• Data supplied:
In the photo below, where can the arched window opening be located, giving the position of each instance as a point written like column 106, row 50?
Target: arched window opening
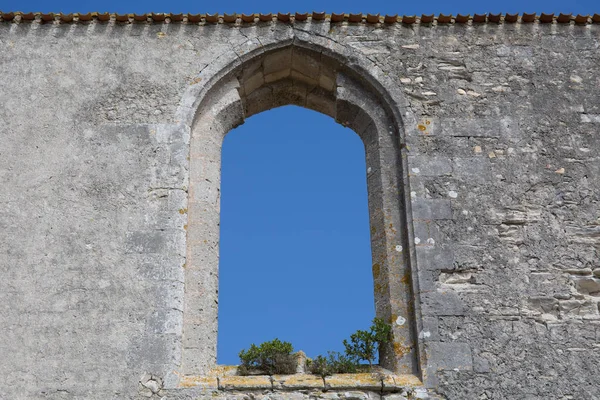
column 295, row 247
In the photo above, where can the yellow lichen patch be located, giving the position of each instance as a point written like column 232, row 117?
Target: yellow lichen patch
column 298, row 381
column 377, row 288
column 223, row 370
column 405, row 279
column 376, row 270
column 245, row 382
column 345, row 381
column 203, row 381
column 400, row 350
column 407, row 380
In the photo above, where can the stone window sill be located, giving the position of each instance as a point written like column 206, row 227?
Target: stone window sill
column 224, row 378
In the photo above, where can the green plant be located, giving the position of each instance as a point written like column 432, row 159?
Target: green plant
column 274, row 357
column 335, row 363
column 364, row 344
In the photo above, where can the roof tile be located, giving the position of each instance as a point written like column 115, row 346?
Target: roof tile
column 298, row 17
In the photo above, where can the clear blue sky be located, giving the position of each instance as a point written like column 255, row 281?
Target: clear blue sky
column 295, row 247
column 365, row 6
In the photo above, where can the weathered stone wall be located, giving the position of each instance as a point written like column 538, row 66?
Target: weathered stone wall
column 499, row 136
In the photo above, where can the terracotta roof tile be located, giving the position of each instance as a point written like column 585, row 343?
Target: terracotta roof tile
column 373, row 18
column 462, row 19
column 390, row 19
column 409, row 19
column 546, row 18
column 528, row 18
column 319, row 16
column 297, row 17
column 302, row 16
column 479, row 18
column 427, row 19
column 283, row 17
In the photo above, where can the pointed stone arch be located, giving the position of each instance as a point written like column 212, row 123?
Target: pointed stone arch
column 331, row 80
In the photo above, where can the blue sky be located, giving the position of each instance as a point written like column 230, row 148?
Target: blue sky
column 295, row 247
column 370, row 6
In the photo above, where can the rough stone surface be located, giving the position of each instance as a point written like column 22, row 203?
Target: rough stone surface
column 482, row 152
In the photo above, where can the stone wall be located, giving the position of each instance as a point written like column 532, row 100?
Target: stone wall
column 493, row 180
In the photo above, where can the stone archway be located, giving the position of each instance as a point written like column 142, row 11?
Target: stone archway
column 307, row 75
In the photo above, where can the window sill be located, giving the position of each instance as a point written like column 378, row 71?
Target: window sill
column 224, row 379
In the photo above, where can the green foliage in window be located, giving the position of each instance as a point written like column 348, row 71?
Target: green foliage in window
column 363, row 345
column 274, row 357
column 334, row 363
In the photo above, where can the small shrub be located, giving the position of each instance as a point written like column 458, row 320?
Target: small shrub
column 363, row 345
column 335, row 363
column 274, row 357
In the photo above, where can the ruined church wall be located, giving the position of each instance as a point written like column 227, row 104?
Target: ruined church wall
column 501, row 139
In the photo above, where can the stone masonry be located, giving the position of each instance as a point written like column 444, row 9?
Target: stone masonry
column 481, row 136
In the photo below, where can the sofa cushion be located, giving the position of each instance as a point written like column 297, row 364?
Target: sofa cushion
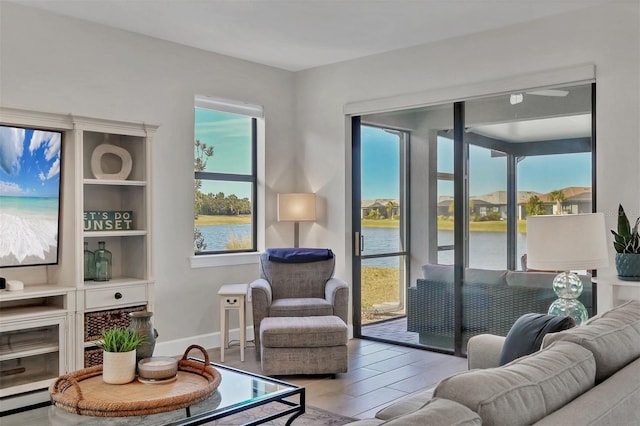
column 525, row 336
column 438, row 412
column 438, row 273
column 525, row 390
column 613, row 402
column 405, row 405
column 613, row 338
column 628, row 312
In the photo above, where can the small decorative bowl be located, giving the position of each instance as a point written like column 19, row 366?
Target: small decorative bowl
column 157, row 368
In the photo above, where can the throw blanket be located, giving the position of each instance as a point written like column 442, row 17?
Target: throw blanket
column 298, row 255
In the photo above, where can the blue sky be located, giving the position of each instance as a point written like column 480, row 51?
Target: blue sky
column 380, row 159
column 29, row 162
column 230, row 136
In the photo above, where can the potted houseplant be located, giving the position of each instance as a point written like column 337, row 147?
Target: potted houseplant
column 119, row 354
column 627, row 245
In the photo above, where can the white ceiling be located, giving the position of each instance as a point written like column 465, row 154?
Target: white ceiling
column 300, row 34
column 543, row 129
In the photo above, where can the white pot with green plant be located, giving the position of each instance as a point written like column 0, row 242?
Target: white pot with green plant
column 119, row 355
column 627, row 245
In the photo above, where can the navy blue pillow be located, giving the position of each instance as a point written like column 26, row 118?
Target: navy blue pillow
column 526, row 334
column 298, row 255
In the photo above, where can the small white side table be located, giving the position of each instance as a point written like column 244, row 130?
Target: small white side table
column 621, row 291
column 232, row 298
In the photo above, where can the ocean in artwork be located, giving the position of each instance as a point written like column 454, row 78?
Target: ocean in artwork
column 29, row 230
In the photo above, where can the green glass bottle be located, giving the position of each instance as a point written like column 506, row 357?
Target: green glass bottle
column 89, row 263
column 103, row 263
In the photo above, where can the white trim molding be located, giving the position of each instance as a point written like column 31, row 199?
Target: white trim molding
column 212, row 260
column 585, row 73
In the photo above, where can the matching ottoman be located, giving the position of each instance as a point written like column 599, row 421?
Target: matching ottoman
column 303, row 345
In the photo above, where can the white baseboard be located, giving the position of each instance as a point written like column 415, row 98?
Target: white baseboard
column 207, row 341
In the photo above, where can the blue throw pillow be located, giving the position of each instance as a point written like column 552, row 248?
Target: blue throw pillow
column 526, row 334
column 298, row 255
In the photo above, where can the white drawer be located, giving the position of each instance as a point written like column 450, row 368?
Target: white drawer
column 117, row 296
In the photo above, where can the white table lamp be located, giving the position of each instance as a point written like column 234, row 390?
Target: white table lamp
column 567, row 243
column 296, row 207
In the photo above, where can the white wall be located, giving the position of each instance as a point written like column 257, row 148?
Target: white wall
column 607, row 36
column 56, row 64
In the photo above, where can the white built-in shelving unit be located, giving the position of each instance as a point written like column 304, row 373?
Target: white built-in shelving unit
column 43, row 328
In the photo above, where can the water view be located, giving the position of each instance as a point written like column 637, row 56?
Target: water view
column 218, row 236
column 486, row 249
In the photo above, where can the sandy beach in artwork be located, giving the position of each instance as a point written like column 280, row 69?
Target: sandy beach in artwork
column 29, row 229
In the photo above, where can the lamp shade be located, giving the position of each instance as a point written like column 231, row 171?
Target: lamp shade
column 296, row 207
column 567, row 242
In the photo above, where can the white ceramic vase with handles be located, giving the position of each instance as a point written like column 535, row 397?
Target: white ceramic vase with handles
column 118, row 367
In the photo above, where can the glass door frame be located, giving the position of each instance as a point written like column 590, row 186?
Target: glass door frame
column 357, row 236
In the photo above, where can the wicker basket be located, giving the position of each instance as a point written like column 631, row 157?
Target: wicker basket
column 84, row 392
column 95, row 322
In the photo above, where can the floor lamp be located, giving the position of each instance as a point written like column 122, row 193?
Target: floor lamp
column 565, row 243
column 296, row 207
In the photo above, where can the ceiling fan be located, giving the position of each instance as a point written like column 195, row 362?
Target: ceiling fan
column 517, row 98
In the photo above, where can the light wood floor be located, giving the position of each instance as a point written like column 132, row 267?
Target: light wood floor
column 378, row 375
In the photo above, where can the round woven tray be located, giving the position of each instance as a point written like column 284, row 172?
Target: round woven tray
column 83, row 391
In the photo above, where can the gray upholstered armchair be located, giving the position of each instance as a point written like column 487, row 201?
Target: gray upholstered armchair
column 297, row 289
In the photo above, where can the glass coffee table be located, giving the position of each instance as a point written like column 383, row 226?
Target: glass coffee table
column 239, row 391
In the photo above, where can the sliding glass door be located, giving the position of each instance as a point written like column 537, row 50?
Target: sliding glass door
column 478, row 169
column 380, row 224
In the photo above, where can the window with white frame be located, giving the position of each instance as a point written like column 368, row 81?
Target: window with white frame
column 225, row 176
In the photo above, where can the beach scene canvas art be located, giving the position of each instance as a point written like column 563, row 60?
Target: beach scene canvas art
column 30, row 164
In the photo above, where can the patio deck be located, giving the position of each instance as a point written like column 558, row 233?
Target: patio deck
column 394, row 330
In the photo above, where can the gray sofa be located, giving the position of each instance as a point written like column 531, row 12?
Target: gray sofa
column 587, row 375
column 492, row 301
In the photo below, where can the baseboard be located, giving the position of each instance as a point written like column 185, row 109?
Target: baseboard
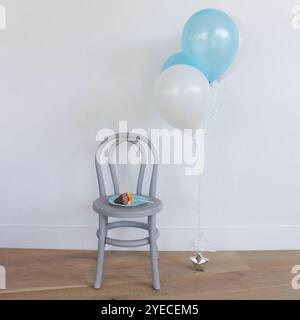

• Brief: Copy out each line of the material above that contains the string "ocean". Upper and lower case must match.

• Answer:
In the photo above, where can the ocean in artwork be located, giving the position of each instance as a point written like column 454, row 78?
Target: ocean in artwork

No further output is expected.